(Stored data)

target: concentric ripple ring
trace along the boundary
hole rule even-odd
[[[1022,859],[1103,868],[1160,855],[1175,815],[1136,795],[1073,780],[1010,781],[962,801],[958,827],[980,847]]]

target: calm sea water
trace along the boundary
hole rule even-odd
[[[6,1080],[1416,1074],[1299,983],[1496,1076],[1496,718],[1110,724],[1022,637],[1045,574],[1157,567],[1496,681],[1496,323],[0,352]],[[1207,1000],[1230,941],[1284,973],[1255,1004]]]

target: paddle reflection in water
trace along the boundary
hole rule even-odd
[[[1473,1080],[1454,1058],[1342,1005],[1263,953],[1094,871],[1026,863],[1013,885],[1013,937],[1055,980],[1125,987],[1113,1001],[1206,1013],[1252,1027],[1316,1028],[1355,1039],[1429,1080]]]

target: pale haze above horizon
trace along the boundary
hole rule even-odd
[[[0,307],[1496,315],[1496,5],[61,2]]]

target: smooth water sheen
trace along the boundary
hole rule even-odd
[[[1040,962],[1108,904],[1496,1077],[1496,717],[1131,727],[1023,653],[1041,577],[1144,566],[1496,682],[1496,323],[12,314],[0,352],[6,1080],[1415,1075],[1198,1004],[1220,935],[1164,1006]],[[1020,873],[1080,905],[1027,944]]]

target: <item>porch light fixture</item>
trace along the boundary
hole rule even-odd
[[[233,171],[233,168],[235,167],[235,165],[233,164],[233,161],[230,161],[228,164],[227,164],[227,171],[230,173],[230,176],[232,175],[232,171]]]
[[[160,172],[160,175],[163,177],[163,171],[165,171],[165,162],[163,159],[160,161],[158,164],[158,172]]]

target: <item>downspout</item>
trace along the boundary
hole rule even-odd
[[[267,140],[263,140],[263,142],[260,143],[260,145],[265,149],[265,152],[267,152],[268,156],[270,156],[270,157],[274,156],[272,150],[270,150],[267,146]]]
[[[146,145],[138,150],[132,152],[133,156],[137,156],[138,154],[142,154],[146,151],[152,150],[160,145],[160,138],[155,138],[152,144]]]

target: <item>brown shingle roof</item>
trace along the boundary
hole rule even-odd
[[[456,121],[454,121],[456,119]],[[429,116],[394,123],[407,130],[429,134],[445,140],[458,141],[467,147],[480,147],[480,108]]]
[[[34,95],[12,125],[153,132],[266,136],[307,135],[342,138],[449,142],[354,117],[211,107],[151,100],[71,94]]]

WORK TASK: Write the records out once more, exactly as shown.

YOUR RESPONSE:
target: concentric ripple ring
trace along the boundary
hole rule even-odd
[[[1022,859],[1103,868],[1160,855],[1175,815],[1136,795],[1073,780],[1010,781],[962,801],[958,827],[980,847]]]

target: calm sea water
trace along the boundary
hole rule even-odd
[[[6,1080],[1416,1074],[1299,983],[1496,1076],[1496,718],[1110,724],[1022,637],[1045,574],[1157,567],[1496,681],[1496,323],[0,352]],[[1207,1000],[1230,941],[1284,973],[1255,1004]]]

target: paddle reflection in water
trace along the boundary
hole rule even-odd
[[[1473,1080],[1454,1058],[1342,1005],[1263,953],[1094,871],[1026,863],[1013,885],[1013,937],[1055,980],[1125,987],[1113,1001],[1206,1013],[1252,1027],[1316,1028],[1355,1039],[1429,1080]]]

target: pale haze above horizon
trace along the boundary
hole rule even-odd
[[[0,307],[1496,315],[1496,5],[61,2]]]

target: smooth water sheen
trace along the boundary
hole rule even-odd
[[[1040,962],[1108,904],[1496,1077],[1496,717],[1131,727],[1023,653],[1041,577],[1144,566],[1496,682],[1496,323],[12,314],[0,352],[6,1080],[1415,1075],[1198,1004],[1220,935],[1164,1006]],[[1020,873],[1080,905],[1027,944]]]

target: <item>porch light fixture</item>
trace along the boundary
hole rule even-odd
[[[233,171],[233,168],[235,167],[235,165],[233,164],[233,161],[230,161],[228,164],[227,164],[227,171],[230,173],[230,176],[232,175],[232,171]]]
[[[160,172],[160,175],[163,177],[163,171],[165,171],[165,162],[163,159],[160,161],[158,164],[158,172]]]

target: <item>downspout</item>
trace along the boundary
hole rule even-odd
[[[267,140],[263,140],[263,142],[260,143],[260,145],[265,149],[265,152],[267,152],[268,156],[270,156],[270,157],[274,156],[272,150],[270,150],[267,146]]]
[[[146,145],[138,150],[132,152],[133,156],[137,156],[138,154],[142,154],[146,151],[152,150],[160,145],[160,138],[155,138],[152,144]]]

target: <item>brown shingle roof</item>
trace along the boundary
hole rule even-odd
[[[456,121],[454,121],[456,119]],[[429,116],[394,123],[407,130],[429,134],[445,140],[458,141],[467,147],[480,147],[480,108]]]
[[[34,95],[12,125],[153,132],[266,136],[307,135],[342,138],[449,142],[354,117],[211,107],[151,100],[71,94]]]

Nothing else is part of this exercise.